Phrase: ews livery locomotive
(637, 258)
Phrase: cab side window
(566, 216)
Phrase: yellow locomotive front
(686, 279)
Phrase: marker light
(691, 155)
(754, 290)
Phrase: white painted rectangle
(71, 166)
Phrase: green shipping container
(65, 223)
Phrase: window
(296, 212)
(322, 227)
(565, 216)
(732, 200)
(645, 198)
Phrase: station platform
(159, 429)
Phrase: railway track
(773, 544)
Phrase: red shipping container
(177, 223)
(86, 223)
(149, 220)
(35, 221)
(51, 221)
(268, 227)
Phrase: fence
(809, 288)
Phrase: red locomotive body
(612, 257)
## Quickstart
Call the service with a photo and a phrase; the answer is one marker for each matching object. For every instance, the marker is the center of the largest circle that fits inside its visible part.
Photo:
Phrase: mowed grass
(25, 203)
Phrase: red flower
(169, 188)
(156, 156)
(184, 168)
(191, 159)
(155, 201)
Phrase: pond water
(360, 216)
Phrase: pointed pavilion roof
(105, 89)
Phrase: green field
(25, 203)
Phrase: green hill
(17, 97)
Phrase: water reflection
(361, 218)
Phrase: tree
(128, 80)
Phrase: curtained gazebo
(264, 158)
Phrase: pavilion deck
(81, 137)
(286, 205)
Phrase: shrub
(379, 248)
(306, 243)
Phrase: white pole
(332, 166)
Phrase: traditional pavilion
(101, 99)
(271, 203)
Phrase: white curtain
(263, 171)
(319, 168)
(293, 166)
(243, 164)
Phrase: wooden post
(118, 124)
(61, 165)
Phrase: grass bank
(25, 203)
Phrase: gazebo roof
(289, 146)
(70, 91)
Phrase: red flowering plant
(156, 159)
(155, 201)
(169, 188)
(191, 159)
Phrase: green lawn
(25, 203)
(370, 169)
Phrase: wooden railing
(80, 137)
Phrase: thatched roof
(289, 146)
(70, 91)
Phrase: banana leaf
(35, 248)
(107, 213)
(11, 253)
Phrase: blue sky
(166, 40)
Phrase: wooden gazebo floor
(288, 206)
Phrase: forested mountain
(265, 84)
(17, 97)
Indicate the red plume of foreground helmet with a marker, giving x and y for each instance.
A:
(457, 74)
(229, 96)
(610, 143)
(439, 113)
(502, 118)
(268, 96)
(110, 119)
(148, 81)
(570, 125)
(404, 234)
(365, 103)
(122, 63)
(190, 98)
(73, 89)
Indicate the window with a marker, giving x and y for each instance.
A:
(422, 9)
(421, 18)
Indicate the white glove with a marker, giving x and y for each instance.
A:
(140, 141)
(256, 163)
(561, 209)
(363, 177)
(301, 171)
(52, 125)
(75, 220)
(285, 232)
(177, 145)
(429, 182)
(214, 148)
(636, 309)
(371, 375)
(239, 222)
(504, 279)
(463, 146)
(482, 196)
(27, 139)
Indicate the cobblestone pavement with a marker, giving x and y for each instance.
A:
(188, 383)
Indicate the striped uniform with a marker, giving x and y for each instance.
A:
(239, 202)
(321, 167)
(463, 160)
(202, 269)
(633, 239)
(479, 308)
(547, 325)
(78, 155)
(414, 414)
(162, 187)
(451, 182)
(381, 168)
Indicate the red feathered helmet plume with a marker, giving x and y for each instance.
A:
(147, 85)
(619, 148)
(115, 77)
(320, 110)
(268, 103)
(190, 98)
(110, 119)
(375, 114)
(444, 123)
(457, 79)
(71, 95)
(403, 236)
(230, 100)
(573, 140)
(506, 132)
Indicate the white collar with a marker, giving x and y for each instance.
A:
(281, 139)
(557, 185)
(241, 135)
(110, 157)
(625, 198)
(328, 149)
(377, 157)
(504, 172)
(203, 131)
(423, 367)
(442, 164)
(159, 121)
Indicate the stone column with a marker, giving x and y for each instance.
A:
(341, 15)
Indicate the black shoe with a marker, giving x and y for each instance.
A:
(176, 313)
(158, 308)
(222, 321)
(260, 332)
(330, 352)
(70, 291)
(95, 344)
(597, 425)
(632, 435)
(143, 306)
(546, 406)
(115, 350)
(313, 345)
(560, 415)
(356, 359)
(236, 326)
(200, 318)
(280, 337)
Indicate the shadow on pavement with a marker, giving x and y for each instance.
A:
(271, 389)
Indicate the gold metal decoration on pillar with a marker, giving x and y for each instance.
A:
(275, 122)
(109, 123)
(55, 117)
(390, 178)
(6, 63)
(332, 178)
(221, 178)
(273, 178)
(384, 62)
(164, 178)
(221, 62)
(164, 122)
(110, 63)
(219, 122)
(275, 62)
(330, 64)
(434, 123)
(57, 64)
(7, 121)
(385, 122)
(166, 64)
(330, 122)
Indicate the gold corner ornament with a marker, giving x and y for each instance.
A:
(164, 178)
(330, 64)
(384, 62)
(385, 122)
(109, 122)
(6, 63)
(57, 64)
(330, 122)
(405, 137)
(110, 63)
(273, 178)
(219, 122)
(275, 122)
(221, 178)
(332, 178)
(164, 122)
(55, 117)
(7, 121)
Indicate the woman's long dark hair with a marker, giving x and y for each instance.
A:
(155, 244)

---

EXERCISE REQUIREMENTS:
Copy the records above exactly as they appear.

ANSWER FOR THE TASK:
Phrase: ews livery locomotive
(637, 258)
Phrase: cab side window
(566, 216)
Phrase: yellow locomotive front
(686, 279)
Phrase: marker light
(691, 155)
(754, 290)
Phrase: white painted rectangle
(71, 166)
Phrase: green shipping container
(65, 223)
Phrase: window
(296, 212)
(322, 227)
(565, 216)
(732, 200)
(645, 198)
Phrase: station platform
(159, 429)
Phrase: railway track
(773, 544)
Phrase: red shipping container
(177, 223)
(86, 223)
(149, 220)
(35, 221)
(51, 221)
(268, 227)
Phrase: fence
(809, 288)
Phrase: red locomotive body
(612, 257)
## Quickstart
Call the service with a photo and a phrase; the answer is one marker for each matching object. For every instance, the marker is the center of the largest circle that fits inside its visible part.
Photo:
Phrase: mowed grass
(25, 203)
Phrase: red flower
(169, 188)
(156, 156)
(184, 168)
(191, 159)
(155, 201)
Phrase: pond water
(360, 216)
Phrase: pointed pavilion roof
(105, 89)
Phrase: green field
(25, 203)
Phrase: green hill
(17, 97)
Phrase: water reflection
(361, 218)
Phrase: tree
(128, 80)
Phrase: curtained gazebo
(264, 158)
Phrase: pavilion deck
(81, 137)
(286, 205)
Phrase: shrub
(379, 248)
(306, 243)
Phrase: white pole
(332, 166)
Phrase: traditional pavilion
(101, 99)
(271, 203)
Phrase: white curtain
(263, 171)
(319, 168)
(293, 166)
(243, 164)
Phrase: wooden post
(118, 124)
(61, 165)
Phrase: grass bank
(25, 203)
Phrase: gazebo roof
(289, 146)
(70, 91)
Phrase: red flowering plant
(156, 159)
(155, 201)
(169, 188)
(191, 159)
Phrase: green lawn
(25, 203)
(370, 169)
Phrase: wooden railing
(80, 137)
Phrase: thatched roof
(289, 146)
(70, 91)
Phrase: banana leaf
(35, 248)
(107, 213)
(11, 253)
Phrase: blue sky
(166, 40)
Phrase: wooden gazebo floor
(288, 206)
Phrase: forested mountain
(265, 84)
(17, 97)
Indicate the red plume of foreground helmet with a marker, giving x and y for each instance.
A:
(457, 74)
(229, 96)
(610, 143)
(439, 113)
(502, 118)
(268, 96)
(110, 119)
(148, 81)
(570, 125)
(404, 234)
(365, 103)
(122, 63)
(190, 98)
(73, 89)
Indicate the window with a marker, giving x and y for each instance.
A:
(422, 9)
(421, 18)
Indicate the white glove with a marker, giving x and y for each instance.
A:
(140, 141)
(256, 163)
(561, 209)
(363, 177)
(301, 171)
(52, 125)
(75, 220)
(285, 232)
(177, 145)
(429, 182)
(214, 148)
(636, 309)
(371, 375)
(239, 222)
(504, 279)
(463, 146)
(482, 196)
(27, 139)
Indicate the cobblestone pavement with a marker, giving x and y for each instance.
A:
(188, 383)
Indicate the striped uniform with a marker, giving x and y for each instance.
A:
(239, 202)
(321, 167)
(463, 160)
(202, 269)
(633, 239)
(479, 308)
(547, 325)
(78, 155)
(414, 414)
(162, 187)
(451, 182)
(381, 168)
Indicate the red feathered helmet plume with a marker, giving x and y for each instance.
A:
(147, 85)
(619, 148)
(115, 77)
(320, 110)
(268, 103)
(190, 98)
(110, 119)
(375, 114)
(444, 123)
(457, 79)
(71, 95)
(403, 236)
(230, 100)
(573, 140)
(506, 132)
Indicate the white collar with a marker, giving x and y for each instance.
A:
(281, 139)
(557, 185)
(241, 135)
(110, 157)
(625, 198)
(328, 149)
(377, 157)
(504, 172)
(203, 131)
(423, 367)
(442, 164)
(159, 121)
Indicate the stone column with a marker, giving x and y for each instance.
A:
(341, 15)
Indicate the black shoe with a marker, giving x and y for each instance.
A:
(176, 313)
(158, 308)
(222, 321)
(260, 332)
(330, 352)
(70, 291)
(95, 344)
(597, 425)
(632, 435)
(143, 306)
(546, 406)
(115, 350)
(313, 345)
(560, 415)
(356, 359)
(236, 326)
(200, 318)
(280, 337)
Indicate the shadow on pavement with a marker, giving x and y for each instance.
A:
(271, 389)
Indicate the gold metal decoration on pillar with a marker, giving x and y for each instance.
A:
(275, 122)
(109, 123)
(55, 117)
(390, 178)
(6, 63)
(332, 178)
(221, 178)
(273, 178)
(384, 62)
(164, 178)
(221, 62)
(164, 122)
(110, 63)
(219, 122)
(275, 62)
(330, 64)
(434, 123)
(57, 64)
(7, 121)
(385, 122)
(166, 64)
(330, 122)
Indicate the gold corner ornament with a marker, giving x and y for each instance.
A:
(164, 178)
(330, 64)
(384, 62)
(385, 122)
(109, 122)
(6, 63)
(57, 64)
(330, 122)
(405, 137)
(110, 63)
(273, 178)
(219, 122)
(275, 122)
(221, 178)
(332, 178)
(164, 122)
(55, 117)
(7, 121)
Indicate the woman's long dark hair with a marker, giving x and y for each instance.
A:
(155, 244)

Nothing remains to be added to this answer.